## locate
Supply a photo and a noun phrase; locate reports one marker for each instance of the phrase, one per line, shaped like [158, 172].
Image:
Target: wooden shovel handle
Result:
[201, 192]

**Do this:** Convert the data above into a Markdown table with two columns, Row and Line, giving each non-blank line its own numbered row and leaving out blank lines.

**Result below:**
| Row | Line |
|---|---|
| 1 | ## locate |
| 2 | Supply a photo and a noun phrase; locate reports one marker for each instance of the phrase, one per line, shaped like [158, 172]. |
| 3 | Image: |
| 4 | Target: wooden shovel handle |
| 5 | Result: |
| 6 | [201, 192] |